==== RECORDS TO PROCESS ====
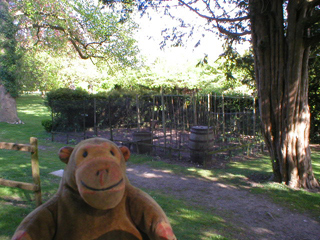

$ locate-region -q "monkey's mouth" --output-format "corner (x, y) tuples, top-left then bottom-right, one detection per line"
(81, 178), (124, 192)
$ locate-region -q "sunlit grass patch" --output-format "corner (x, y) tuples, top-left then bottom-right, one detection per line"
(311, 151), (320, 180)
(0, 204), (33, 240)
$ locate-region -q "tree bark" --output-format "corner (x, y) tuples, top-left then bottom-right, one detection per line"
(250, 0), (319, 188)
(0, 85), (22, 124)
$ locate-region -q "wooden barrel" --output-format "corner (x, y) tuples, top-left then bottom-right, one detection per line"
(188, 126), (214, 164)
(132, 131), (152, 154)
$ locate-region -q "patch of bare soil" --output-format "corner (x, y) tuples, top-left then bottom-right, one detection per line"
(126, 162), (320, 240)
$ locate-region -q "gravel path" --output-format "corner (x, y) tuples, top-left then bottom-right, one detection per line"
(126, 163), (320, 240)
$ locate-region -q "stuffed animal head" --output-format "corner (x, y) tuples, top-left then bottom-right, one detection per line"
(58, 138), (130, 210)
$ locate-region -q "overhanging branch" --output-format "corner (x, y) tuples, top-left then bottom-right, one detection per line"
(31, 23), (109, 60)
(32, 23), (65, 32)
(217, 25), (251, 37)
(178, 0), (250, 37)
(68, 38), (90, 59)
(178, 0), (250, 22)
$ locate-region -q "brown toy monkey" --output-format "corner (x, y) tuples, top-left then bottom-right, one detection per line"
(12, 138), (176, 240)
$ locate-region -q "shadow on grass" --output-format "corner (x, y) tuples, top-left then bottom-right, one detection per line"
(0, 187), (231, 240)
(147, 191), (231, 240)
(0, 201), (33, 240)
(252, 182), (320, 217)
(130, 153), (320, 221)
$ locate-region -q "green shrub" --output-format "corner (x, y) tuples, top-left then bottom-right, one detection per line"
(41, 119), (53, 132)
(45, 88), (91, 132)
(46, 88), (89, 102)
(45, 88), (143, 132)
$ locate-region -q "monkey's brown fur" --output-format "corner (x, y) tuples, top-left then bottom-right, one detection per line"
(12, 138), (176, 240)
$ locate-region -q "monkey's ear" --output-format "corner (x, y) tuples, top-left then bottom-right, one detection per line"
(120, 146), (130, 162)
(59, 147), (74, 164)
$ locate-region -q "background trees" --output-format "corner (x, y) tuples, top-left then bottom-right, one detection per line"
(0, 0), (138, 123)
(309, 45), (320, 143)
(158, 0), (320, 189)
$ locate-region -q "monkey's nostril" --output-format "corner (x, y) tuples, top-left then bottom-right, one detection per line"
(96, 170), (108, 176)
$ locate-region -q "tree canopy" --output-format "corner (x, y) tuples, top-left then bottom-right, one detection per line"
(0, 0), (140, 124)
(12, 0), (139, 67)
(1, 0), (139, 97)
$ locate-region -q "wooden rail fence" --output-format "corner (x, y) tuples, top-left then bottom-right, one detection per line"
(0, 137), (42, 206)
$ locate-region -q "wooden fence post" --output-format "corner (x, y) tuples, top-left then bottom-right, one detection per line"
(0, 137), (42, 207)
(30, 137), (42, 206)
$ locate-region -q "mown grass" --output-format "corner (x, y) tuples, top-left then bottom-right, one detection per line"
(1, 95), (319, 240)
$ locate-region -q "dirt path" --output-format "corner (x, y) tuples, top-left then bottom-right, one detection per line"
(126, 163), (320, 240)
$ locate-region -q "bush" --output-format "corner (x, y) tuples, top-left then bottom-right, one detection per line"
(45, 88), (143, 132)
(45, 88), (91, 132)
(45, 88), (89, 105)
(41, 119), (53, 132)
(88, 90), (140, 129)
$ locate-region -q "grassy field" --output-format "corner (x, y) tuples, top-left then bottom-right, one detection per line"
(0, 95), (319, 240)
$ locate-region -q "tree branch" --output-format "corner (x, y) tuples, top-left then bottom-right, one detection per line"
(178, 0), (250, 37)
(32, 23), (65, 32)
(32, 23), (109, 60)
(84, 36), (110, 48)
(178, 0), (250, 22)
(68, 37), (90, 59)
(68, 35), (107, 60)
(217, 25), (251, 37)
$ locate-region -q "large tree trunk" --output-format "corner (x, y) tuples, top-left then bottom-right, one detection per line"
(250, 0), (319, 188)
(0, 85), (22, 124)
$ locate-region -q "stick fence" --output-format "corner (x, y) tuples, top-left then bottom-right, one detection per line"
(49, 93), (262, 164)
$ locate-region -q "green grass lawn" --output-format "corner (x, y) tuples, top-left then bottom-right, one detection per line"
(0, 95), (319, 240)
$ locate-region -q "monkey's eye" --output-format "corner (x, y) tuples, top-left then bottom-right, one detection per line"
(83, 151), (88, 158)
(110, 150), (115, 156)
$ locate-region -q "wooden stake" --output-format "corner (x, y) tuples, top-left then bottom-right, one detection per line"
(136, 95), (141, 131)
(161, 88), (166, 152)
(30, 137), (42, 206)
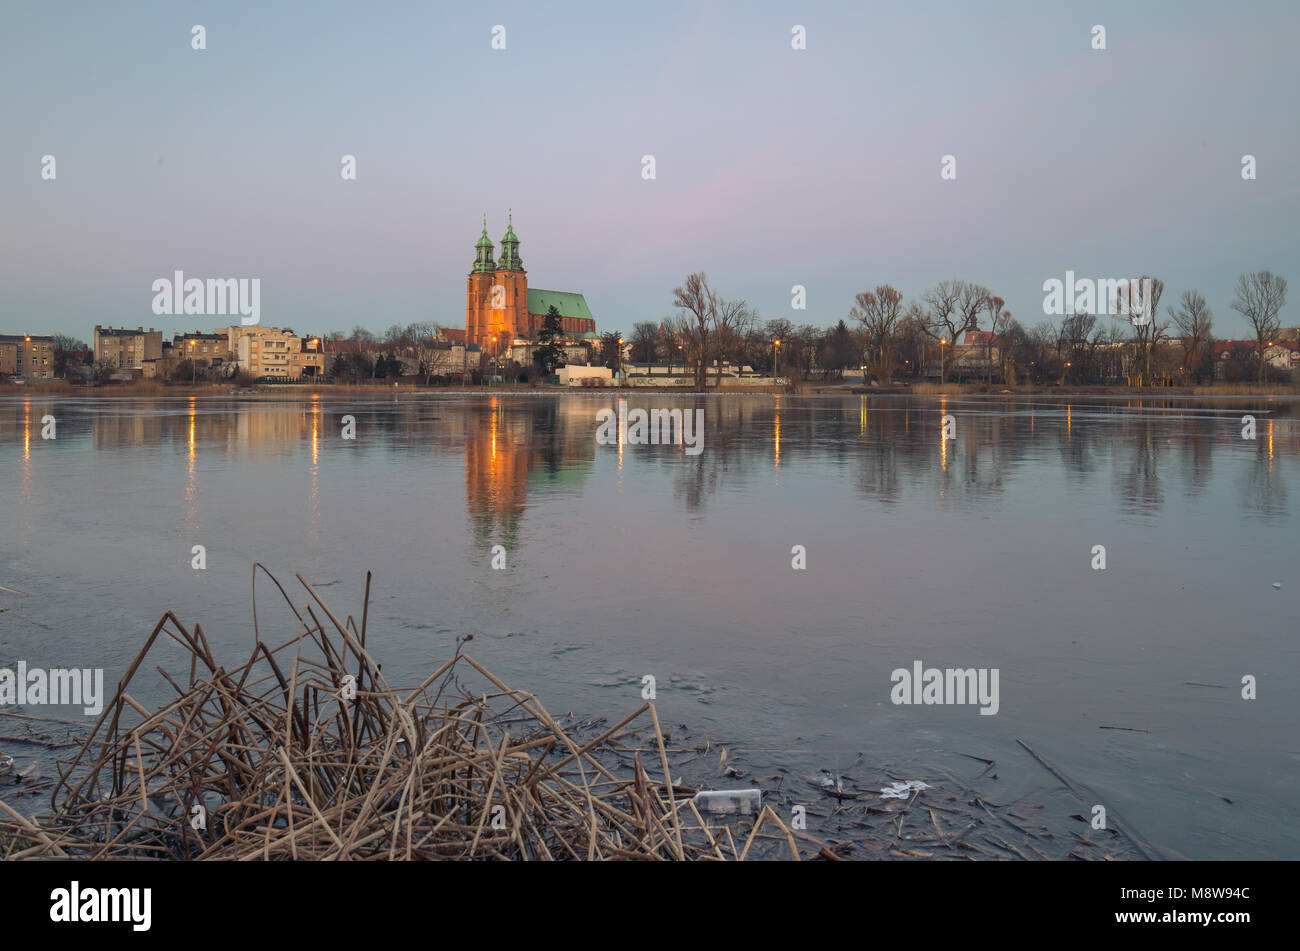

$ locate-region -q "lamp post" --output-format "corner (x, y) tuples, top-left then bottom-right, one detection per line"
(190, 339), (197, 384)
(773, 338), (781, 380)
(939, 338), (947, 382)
====
▸ **WHAT NEEDS TO BE DONE**
Restate the entries word for word, though any image they contain should not appear.

▸ **WRITTEN REPLY**
$ locate-region -q "monkey's mouth" --output-format "corner (x, y) tuples, top-left then bottom-right, one detection per line"
(81, 178), (124, 192)
$ locate-region -q "sunlit grass patch" --output-format "corner (x, y) tuples, top-left then bottom-right, one detection per line"
(311, 151), (320, 180)
(0, 204), (33, 240)
$ locate-region -q "tree bark" --output-format "corner (x, y) tuples, top-left then bottom-right, one detection per line"
(250, 0), (319, 188)
(0, 85), (22, 124)
$ locate-region -q "wooden barrel" --output-format "corner (x, y) tuples, top-left then bottom-right, one detection per line"
(188, 126), (214, 164)
(132, 131), (152, 154)
$ locate-region -q "patch of bare soil" --output-format "corner (x, y) tuples, top-left then bottom-right, one detection per line"
(126, 162), (320, 240)
$ locate-region -q "gravel path" --output-format "corner (x, y) tuples, top-left then bottom-right, one detection per line"
(126, 163), (320, 240)
$ locate-region -q "stuffed animal head" --output-format "corner (x, y) tuples, top-left then bottom-right, one detection per line"
(58, 138), (130, 210)
$ locate-region -q "overhanging branch" --output-format "corner (x, y) tuples, top-left then bottom-right, one detection per line"
(31, 23), (109, 60)
(32, 23), (65, 32)
(217, 25), (251, 37)
(178, 0), (250, 37)
(68, 38), (90, 59)
(178, 0), (250, 22)
$ locate-region -q "brown toy monkey" --output-format "corner (x, y) tuples, top-left then bottom-right, one detection per line"
(12, 138), (176, 240)
$ locate-region -q "shadow on grass" --output-format "corner (x, y) tuples, top-left then bottom-right, one detection per line"
(0, 187), (231, 240)
(147, 191), (231, 240)
(0, 201), (33, 240)
(252, 182), (320, 217)
(130, 153), (320, 221)
$ locate-region -q "green shrub" --output-format "corner (x, y) tuples, top-left then bottom-right, one detection per line"
(41, 119), (53, 132)
(45, 88), (91, 132)
(46, 88), (89, 102)
(45, 88), (143, 132)
$ locate-region -q "monkey's brown fur" --output-format "corner (x, y) tuples, top-left then bottom-right, one detection per line"
(12, 138), (176, 240)
$ locate-region -q "monkey's ear" --output-format "corner (x, y) tuples, top-left then bottom-right, one detection per line"
(120, 146), (130, 162)
(59, 147), (74, 164)
$ locate-region -q "background trees" --output-format "corner (x, y) tuples, top-left then bottom-right, one detection per line"
(0, 0), (138, 123)
(309, 45), (320, 143)
(158, 0), (320, 189)
$ locate-region -q "monkey's nostril" --output-format "corner (x, y) tuples, top-left then bottom-right, one detection per line"
(96, 170), (108, 176)
$ locate-region -q "tree canopy" --output-format "corner (x, y) tuples, top-left then bottom-right, one detection per line"
(0, 0), (140, 124)
(12, 0), (139, 67)
(1, 0), (139, 97)
$ locate-region -q "wooden rail fence" --output-format "corner (x, y) tuples, top-left then bottom-right, one detection per line"
(0, 137), (42, 206)
$ locate-region -q "wooden fence post" --output-format "corner (x, y) tuples, top-left then bottom-right, one detection per line"
(0, 137), (42, 207)
(30, 137), (42, 206)
$ locate-region -q "mown grass" --output-format "corner (x, y) tuples, top-left then bottom-right, one detection per line"
(1, 95), (319, 240)
$ locate-region -q "dirt path" --output-format "corner (x, y) tuples, top-left then bottom-right, one detection per line"
(126, 163), (320, 240)
$ locate-region -q "bush" --output-format "corner (x, y) tuples, top-left then bottom-right, one detection per line"
(45, 88), (143, 132)
(45, 88), (91, 132)
(45, 88), (89, 105)
(41, 119), (53, 132)
(88, 90), (140, 129)
$ locate-region -q "grassy field" --output-format "corner (x, y) tuples, top-left then bottom-right, one detection per line"
(0, 95), (319, 240)
$ locate-region -q "tree branch" --output-format "corner (x, y) tuples, top-left then bottom-right, one detection per line"
(178, 0), (250, 37)
(32, 23), (65, 32)
(32, 23), (109, 60)
(84, 36), (110, 48)
(178, 0), (250, 22)
(68, 37), (90, 59)
(68, 35), (107, 60)
(217, 25), (251, 37)
$ locate-region -q "large tree trunk" --output-format "corner (x, y) tuples, top-left then bottom-right, one detection per line"
(250, 0), (319, 188)
(0, 85), (22, 124)
$ locate-region -q "stick fence" --output-format "corner (x, y) tuples, top-left then bottom-right, one detection per line"
(49, 93), (262, 164)
$ locate-region -q "green grass lawn" --output-format "corner (x, y) tuples, top-left then bottom-right, one detection per line"
(0, 95), (319, 240)
$ locate-region -q "monkey's eye" --output-format "corner (x, y) tuples, top-left then bottom-right, one detection per line"
(83, 151), (88, 158)
(110, 150), (115, 156)
$ locate-region -q "wooden stake" --output-format "corner (x, y) tuples, top-left then bottom-right, one detection per line"
(136, 95), (141, 131)
(161, 88), (166, 152)
(30, 137), (42, 206)

$ locate-region -q "lamp post" --output-format "corner (x, y) tuples, top-left then bottom-right, one detection per line"
(190, 339), (197, 384)
(773, 338), (781, 380)
(939, 338), (947, 382)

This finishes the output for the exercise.